Passage to read section start

All of this is well and good, and enjoyable enough, though its strongest sequence for the first two-thirds is an attempt to give Tutar directly to Vice President Mike Pence in the middle of a Republican convention. I’m not gonna spoil how that goes, but that’s a standout sequence. The movie really kicks into high gear when it reveals that its last half an hour was the part filmed during the pandemic. The focus of the film completely switches (Cohen and Bakalova expose themselves to so many people that I don’t know how they survived), and if you’ve been keeping track of the news, it involves former New York mayor Rudy Giuliani. As stated, it’s probably the most transgressive and horrifying moments in American cinema in quite some time, so much so that Cohen prematurely sabotages the entire sequence. The incident itself made national news in a much vaguer light when it first happened over the summer (Giuliani coughing and hacking constantly before things get really ugly is bad enough), but one really has to wonder how in the hell they expected Cohen not to show the unedited footage. Either way, I have no earthly idea how Bakalova got through all of that, effectively playing a parody of Tomi Lahren. In a just and fair universe, Giuliani would get some severe punishment in response to…what he does, but this is America, and he will probably be fine.

Passage to read section end

Problems and tasks:
A. In the film review, which part of the movie was filmed during the pandemic?
B. Please continue the film review from its final sentence.

Records section start

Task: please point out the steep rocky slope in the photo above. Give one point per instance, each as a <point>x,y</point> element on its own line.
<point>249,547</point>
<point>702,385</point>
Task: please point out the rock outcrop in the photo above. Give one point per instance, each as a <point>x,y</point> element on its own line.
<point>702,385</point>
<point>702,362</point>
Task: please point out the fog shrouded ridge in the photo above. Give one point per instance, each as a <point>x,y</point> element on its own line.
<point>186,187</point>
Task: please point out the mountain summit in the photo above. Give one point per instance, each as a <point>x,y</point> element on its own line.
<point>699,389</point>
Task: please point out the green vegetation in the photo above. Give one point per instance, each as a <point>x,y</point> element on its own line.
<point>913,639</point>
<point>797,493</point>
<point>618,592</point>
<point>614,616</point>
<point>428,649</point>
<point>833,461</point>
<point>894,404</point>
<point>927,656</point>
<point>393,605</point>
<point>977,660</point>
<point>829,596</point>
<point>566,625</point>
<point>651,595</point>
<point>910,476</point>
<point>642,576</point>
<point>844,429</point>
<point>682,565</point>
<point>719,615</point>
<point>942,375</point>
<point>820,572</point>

Records section end

Solved problems:
A. The last half an hour of the movie was filmed during the pandemic.

B.
The last half hour was clearly completely retooled and in its desperation to finish filming, turns into probably the funniest thing Cohen has ever done as a performer. Not for that scene (which was genuinely terrifying in a way few things have scared me recently), really all of it is everyone throwing shit at the wall and seeing what sicks. It thusly makes Subsequent Moviefilm the first true COVID-era movie, the first motion picture to address how the pandemic has really made us all feel like we’re going insane, and how it’s those obsessively sticking to a warped version of normalcy who are the true lunatics. The way it ultimately ends feels like the best possible twist on the Borat formula, as it takes some gags from the original film and twists around the meaning for something rather more hopeful and optimistic than I was ever expecting from this kind of movie.
So yeah, I can’t believe I’m watching myself type out that the Borat sequel is better than the original, but it’s undeniable. I was only entertained by the original in fits and spurts, but this finds a way to make cringe comedy wholesome and never punches down. One can only hope for the worst to happen to Rudy Giuliani in response. Christ, looking at that man makes me want to puke.
As for Maria Bakalova, she might be the single bravest performer out there right now. Sacha Baron Cohen clearly agrees, as the last moments they share on camera is him breaking character for the very first time in his career.